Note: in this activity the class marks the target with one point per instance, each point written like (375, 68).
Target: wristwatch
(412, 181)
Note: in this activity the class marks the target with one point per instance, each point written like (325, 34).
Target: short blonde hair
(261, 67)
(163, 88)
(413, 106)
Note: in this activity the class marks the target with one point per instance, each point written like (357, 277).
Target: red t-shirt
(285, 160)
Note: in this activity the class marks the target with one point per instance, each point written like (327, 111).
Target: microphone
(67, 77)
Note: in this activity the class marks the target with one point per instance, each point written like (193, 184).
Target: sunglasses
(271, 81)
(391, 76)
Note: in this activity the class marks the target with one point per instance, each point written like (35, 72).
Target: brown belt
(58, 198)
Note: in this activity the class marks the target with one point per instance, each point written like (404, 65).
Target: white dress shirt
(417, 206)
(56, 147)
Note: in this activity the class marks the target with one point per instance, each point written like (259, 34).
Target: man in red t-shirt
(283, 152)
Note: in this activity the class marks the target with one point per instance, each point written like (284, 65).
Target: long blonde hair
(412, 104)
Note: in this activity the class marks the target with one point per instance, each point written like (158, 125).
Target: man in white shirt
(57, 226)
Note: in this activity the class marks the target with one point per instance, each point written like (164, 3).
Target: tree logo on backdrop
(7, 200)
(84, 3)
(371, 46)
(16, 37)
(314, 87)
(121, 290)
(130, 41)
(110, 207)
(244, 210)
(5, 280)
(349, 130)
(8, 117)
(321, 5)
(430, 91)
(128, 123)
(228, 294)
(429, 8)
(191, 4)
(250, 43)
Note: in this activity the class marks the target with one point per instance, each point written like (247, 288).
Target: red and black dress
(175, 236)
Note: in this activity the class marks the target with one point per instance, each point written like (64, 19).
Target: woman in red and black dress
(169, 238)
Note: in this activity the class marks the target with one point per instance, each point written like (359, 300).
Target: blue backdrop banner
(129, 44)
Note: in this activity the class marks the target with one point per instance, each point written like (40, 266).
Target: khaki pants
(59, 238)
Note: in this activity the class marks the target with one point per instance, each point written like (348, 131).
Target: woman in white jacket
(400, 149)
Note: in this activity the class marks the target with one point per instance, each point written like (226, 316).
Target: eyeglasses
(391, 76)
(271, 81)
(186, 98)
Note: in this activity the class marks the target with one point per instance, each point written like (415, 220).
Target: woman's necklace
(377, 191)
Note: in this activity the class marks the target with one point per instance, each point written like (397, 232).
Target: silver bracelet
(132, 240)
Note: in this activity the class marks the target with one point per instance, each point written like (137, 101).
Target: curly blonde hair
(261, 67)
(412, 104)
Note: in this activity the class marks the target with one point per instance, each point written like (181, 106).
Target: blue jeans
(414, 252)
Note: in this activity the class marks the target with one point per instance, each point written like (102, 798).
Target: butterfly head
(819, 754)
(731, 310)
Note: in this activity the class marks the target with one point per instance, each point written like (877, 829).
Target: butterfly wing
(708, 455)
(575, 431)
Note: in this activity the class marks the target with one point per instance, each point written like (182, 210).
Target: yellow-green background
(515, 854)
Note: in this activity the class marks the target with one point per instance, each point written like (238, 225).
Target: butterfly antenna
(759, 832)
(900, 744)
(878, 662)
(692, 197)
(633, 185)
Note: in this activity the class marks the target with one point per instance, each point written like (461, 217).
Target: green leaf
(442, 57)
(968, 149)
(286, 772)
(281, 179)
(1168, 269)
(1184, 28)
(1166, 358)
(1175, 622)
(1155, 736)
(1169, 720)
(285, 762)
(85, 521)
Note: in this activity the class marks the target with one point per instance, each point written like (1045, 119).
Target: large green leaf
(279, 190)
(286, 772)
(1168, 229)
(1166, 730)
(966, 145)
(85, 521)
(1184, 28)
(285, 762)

____

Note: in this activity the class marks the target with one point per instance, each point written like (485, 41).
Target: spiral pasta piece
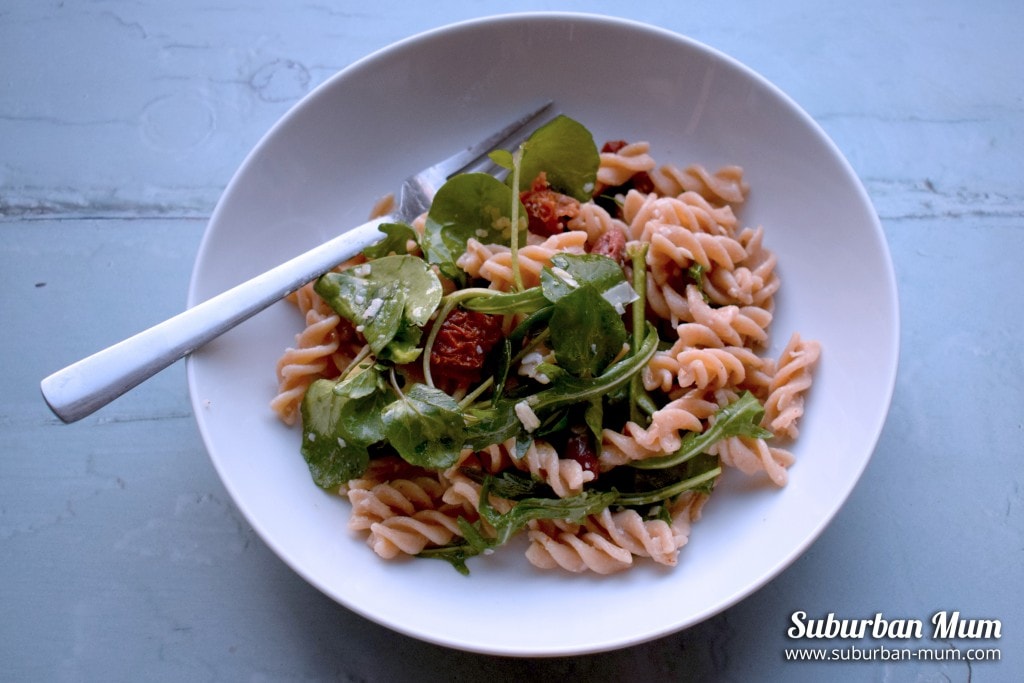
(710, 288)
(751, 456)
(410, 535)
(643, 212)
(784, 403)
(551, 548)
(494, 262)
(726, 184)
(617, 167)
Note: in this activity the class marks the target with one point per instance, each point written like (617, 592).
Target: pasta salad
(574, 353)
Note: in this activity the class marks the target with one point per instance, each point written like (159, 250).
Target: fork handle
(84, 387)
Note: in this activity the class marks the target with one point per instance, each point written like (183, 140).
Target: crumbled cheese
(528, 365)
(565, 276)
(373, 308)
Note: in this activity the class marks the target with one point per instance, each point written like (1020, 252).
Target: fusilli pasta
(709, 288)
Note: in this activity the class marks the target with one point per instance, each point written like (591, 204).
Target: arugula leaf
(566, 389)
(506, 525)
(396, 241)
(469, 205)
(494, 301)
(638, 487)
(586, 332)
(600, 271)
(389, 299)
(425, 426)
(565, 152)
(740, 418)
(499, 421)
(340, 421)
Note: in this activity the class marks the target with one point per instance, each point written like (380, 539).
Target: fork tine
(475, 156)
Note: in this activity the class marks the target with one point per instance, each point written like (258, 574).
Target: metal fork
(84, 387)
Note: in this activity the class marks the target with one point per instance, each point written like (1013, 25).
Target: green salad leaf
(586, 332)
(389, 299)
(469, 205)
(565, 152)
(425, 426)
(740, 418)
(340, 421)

____

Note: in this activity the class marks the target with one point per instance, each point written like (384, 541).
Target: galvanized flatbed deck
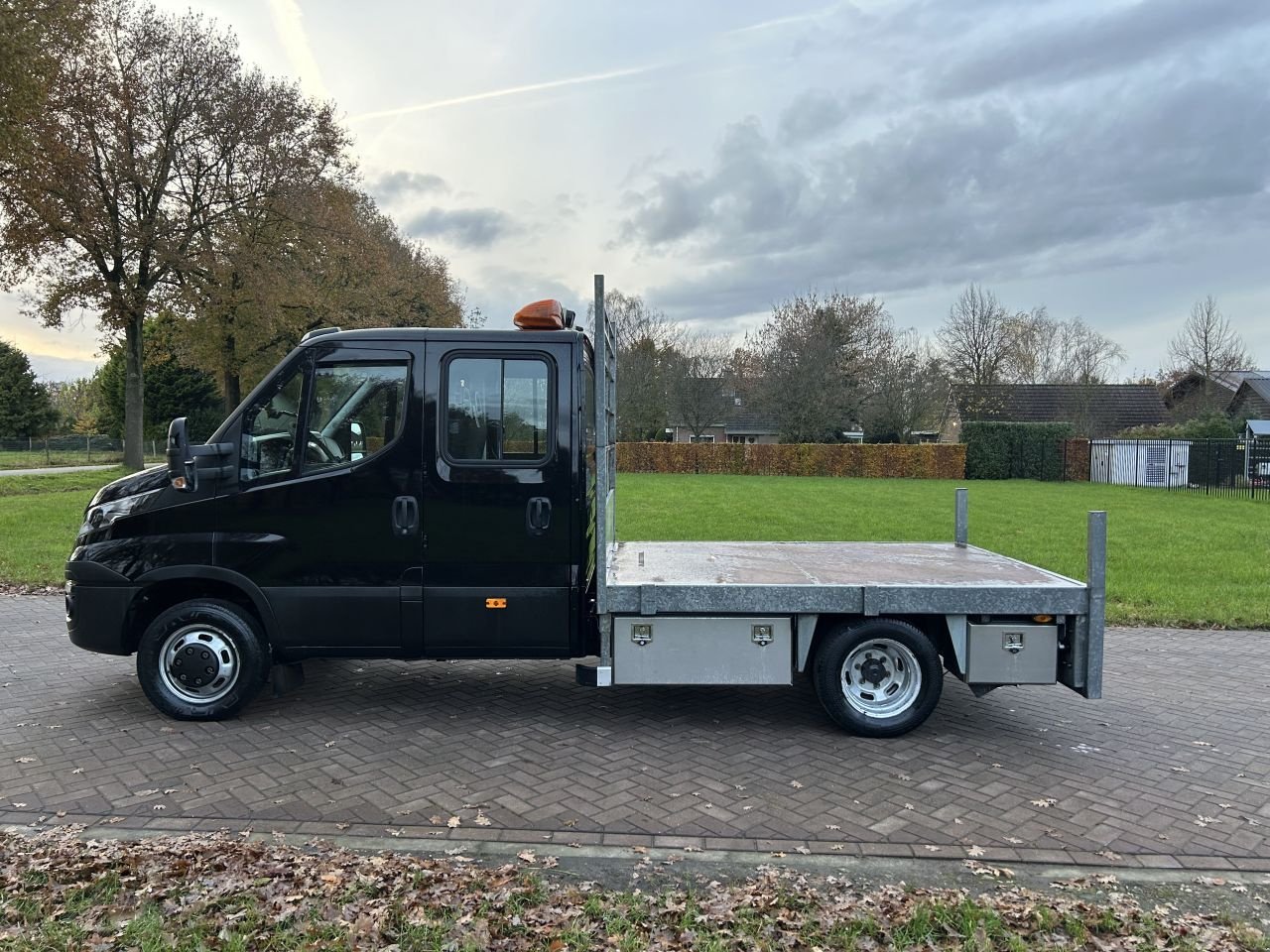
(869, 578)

____

▶ _What the exercise asks_
Report every line of the material above that contains the word "black", treating uppercase and lowercase as different.

▶ _Solution to this problem_
Target: red and black dress
Target: woman in red and black dress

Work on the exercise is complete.